* _Task prompt_
Search the entries for the word "head" and pull out each line that has it.
┌──
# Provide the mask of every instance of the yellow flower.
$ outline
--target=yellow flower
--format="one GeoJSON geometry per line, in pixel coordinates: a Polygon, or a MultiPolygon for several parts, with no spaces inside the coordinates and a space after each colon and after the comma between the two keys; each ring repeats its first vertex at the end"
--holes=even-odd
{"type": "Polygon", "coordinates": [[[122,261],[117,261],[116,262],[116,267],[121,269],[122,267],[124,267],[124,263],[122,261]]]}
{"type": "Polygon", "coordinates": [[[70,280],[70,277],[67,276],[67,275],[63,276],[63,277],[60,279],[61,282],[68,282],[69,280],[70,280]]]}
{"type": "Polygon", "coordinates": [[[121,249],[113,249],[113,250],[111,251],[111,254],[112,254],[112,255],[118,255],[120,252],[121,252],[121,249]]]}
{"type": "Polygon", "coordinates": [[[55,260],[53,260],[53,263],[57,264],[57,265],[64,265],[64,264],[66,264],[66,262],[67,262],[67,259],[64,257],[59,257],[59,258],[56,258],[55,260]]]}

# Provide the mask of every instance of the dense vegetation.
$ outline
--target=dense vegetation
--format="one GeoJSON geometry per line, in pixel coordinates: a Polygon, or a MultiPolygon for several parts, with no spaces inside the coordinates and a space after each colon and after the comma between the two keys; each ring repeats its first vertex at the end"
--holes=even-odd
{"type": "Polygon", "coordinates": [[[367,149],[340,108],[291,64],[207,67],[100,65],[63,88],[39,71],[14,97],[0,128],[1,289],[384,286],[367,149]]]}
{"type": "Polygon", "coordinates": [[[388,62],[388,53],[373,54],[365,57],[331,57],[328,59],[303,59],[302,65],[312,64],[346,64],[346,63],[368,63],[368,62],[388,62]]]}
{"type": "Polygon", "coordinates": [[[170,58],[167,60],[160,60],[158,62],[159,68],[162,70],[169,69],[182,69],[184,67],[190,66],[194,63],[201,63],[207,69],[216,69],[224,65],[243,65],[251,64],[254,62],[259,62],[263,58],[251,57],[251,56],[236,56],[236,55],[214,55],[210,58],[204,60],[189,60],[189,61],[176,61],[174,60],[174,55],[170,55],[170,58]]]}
└──
┌──
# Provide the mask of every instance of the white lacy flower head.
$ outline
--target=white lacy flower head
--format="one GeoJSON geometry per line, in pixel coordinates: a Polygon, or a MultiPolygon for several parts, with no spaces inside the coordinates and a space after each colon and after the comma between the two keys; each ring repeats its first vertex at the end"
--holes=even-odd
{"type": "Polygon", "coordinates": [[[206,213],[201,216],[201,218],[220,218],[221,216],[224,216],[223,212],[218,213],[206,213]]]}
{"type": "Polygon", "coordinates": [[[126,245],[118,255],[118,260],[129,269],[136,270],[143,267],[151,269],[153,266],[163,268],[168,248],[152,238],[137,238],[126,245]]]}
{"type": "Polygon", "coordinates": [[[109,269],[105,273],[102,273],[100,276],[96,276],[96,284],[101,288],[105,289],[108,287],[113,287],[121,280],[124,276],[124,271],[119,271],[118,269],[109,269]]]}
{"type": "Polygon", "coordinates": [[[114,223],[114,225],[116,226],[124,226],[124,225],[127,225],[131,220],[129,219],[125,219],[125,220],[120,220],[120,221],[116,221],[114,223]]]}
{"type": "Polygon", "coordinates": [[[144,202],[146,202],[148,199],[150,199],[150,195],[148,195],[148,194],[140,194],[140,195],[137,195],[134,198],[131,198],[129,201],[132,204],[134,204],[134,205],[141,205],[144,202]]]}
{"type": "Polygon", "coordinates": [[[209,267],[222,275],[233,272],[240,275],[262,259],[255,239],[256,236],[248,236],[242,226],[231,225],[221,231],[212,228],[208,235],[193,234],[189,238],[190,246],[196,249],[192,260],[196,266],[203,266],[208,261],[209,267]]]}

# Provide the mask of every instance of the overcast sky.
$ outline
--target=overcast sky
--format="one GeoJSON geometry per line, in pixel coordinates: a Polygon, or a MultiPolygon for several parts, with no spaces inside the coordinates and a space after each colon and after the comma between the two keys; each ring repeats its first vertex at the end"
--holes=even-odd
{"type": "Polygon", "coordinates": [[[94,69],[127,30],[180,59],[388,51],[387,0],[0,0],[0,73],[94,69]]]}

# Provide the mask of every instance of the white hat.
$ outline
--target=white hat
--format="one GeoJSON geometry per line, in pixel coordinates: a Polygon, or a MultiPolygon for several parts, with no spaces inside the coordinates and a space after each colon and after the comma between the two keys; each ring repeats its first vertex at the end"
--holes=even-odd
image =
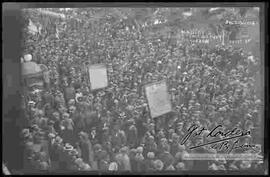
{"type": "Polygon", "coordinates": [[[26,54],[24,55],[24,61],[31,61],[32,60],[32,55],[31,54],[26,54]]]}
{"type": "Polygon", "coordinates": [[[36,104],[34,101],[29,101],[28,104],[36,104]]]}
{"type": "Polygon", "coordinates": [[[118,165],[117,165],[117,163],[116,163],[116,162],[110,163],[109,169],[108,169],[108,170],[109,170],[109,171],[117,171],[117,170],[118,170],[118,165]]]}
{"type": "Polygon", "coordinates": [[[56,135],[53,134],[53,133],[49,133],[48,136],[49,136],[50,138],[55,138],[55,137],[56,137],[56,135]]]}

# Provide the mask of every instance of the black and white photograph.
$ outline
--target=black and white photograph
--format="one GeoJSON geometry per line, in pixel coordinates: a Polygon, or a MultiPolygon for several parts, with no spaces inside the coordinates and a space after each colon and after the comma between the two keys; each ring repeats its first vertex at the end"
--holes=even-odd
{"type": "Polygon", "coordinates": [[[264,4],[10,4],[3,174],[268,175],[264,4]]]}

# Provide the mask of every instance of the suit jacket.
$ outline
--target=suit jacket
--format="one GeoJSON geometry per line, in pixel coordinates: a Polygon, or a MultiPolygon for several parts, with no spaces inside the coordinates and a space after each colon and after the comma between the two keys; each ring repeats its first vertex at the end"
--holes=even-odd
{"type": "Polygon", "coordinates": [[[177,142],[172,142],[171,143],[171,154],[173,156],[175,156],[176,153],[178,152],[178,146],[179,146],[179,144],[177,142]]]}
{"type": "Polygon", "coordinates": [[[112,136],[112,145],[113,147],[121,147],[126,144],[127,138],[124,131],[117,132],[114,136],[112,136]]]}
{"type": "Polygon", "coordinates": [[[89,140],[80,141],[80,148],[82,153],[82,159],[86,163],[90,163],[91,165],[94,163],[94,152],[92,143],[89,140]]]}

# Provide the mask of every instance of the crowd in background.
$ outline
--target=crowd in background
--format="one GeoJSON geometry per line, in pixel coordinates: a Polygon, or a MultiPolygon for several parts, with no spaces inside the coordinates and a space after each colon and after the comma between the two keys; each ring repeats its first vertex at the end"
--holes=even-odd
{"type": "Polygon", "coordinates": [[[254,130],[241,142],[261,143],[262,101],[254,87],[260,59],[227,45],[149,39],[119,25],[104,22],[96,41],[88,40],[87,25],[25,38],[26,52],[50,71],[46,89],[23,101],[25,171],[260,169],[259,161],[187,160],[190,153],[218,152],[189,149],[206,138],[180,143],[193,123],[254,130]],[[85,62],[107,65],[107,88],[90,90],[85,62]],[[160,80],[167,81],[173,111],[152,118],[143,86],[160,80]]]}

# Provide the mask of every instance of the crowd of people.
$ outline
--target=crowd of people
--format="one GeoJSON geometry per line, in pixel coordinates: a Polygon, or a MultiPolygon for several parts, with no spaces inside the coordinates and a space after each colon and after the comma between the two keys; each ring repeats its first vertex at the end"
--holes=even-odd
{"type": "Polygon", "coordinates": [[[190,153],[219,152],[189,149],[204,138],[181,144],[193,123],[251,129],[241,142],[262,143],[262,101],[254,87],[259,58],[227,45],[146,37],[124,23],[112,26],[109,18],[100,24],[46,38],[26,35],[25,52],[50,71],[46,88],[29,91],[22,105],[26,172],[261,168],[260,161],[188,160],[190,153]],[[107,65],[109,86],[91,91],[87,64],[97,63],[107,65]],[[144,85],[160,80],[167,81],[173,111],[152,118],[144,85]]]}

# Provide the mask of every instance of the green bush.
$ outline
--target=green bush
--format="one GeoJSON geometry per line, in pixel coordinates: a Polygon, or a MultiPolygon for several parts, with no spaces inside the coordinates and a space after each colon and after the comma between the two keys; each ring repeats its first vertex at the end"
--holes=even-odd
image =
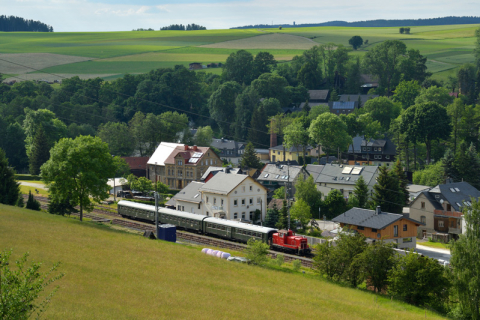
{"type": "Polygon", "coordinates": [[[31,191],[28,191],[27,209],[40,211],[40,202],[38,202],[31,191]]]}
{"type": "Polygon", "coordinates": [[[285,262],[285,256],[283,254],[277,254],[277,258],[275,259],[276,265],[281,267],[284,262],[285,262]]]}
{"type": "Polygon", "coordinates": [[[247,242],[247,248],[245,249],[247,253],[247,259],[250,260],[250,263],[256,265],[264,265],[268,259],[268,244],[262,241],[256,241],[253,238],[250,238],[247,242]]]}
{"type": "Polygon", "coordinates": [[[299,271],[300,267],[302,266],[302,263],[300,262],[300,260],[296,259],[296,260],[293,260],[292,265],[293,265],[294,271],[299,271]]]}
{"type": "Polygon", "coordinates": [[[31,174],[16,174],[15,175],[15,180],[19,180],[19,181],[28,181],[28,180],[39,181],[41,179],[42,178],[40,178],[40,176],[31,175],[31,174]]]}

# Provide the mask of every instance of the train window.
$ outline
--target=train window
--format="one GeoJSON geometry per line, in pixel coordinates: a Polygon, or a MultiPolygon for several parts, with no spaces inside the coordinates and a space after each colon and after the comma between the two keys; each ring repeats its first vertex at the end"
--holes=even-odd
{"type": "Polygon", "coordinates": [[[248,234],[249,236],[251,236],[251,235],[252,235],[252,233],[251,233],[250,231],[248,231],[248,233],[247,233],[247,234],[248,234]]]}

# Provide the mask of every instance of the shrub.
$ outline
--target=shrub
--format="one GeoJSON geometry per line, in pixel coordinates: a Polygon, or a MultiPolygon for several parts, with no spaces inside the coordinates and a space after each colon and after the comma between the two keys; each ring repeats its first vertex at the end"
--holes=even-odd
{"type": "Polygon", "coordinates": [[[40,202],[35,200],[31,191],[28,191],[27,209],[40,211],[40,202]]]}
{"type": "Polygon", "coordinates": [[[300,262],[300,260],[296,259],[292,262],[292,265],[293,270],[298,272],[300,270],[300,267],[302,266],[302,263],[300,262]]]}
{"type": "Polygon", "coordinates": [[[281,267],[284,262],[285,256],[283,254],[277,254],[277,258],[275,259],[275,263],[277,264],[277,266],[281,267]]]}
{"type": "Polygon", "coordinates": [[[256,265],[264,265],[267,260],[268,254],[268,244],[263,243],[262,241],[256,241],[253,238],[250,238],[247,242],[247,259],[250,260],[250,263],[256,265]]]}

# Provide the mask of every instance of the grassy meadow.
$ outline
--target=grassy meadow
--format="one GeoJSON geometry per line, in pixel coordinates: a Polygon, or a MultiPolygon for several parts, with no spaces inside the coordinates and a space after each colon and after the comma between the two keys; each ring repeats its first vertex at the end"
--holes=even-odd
└──
* _Final answer_
# Provide the mask of every instance of the white lacy flower head.
--target=white lacy flower head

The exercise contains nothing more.